• _Position identification records_:
_ _ _ _
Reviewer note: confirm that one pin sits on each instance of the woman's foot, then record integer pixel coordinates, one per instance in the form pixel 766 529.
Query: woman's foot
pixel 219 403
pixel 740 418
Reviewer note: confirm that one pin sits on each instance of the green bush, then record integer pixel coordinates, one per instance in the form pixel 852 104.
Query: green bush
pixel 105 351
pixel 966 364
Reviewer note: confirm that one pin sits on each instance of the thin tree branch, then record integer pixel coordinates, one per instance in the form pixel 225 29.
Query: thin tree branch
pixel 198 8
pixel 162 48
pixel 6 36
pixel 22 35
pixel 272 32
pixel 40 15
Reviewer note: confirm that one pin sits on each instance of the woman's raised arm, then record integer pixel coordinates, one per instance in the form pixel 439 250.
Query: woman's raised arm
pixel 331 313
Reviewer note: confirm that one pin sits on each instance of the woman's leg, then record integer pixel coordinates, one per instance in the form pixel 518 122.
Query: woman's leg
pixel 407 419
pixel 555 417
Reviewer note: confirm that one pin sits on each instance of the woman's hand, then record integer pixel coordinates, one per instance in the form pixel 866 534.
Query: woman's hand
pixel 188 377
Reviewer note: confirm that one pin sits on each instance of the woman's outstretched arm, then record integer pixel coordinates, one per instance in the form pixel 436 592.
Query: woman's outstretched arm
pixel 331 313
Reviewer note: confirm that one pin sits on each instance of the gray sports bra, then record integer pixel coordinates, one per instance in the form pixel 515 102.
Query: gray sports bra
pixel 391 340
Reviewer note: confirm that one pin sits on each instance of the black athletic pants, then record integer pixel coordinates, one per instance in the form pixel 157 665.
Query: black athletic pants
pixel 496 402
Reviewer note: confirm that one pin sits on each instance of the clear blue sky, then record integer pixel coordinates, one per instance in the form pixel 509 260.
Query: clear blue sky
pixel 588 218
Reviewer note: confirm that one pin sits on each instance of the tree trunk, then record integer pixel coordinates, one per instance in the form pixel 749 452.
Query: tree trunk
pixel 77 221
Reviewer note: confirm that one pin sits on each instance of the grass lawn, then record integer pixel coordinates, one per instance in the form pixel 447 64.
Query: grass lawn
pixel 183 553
_ _ _ _
• _Task description_:
Copy the whole listing above line for line, with no changes.

• _Response_:
Reviewer note: confirm that one pin sits on each instance of the woman's foot, then record integer pixel coordinates, one per instance in the form pixel 766 529.
Query: woman's foot
pixel 219 403
pixel 740 418
Reviewer note: confirm that one pin sits on each instance of the green bush, then record integer pixel coordinates, one per instance in the form pixel 852 104.
Query: green bush
pixel 105 351
pixel 966 364
Reviewer note: confirm that one pin sits on each instance of the thin tree branch, then record integer pixel coordinates, one per instance in the form pixel 225 29.
Query: thin tree branch
pixel 198 8
pixel 162 48
pixel 6 36
pixel 22 35
pixel 272 32
pixel 40 15
Reviewer note: confirm that one pin sits on each instance of the woman's raised arm, then record integer pixel coordinates, one per instance in the form pixel 439 250.
Query: woman's raised arm
pixel 331 313
Reviewer note: confirm that one pin sits on each instance of the woman's leg, then record integer pixel coordinates, one per instance in the form pixel 518 122.
Query: woman's leg
pixel 407 419
pixel 555 417
Reviewer note: confirm that one pin sits on each instance of the woman's hand, then record integer pixel coordinates, one per instance in the form pixel 866 534.
Query: woman's hand
pixel 188 377
Reviewer note: confirm that one pin sits on each instance of the woman's outstretched arm, then record integer pixel coordinates, one per instance in the form pixel 436 592.
Query: woman's outstretched arm
pixel 331 313
Reviewer note: confirm that one pin sits on each instance of the gray sports bra, then record integer pixel coordinates, one per instance in the form pixel 515 102.
Query: gray sports bra
pixel 391 340
Reviewer note: confirm that one pin sits on each instance of the black athletic pants, then record integer pixel coordinates, one per instance in the form pixel 157 665.
Query: black athletic pants
pixel 496 402
Reviewer note: confirm that one pin sits on each instance of the clear blue sky, then record integer pixel coordinates, one per instance in the form pixel 509 260.
Query: clear blue sky
pixel 588 218
Reviewer note: confirm that one pin sits on each instance of the tree trunk, then record integer pixel coordinates, one per instance in the form pixel 749 452.
Query: tree trunk
pixel 77 221
Reviewer note: confirm that one pin sits on each instance of the grass lawn, then record integer pixel coordinates, one per instance in the form pixel 447 64.
Query: grass lawn
pixel 183 553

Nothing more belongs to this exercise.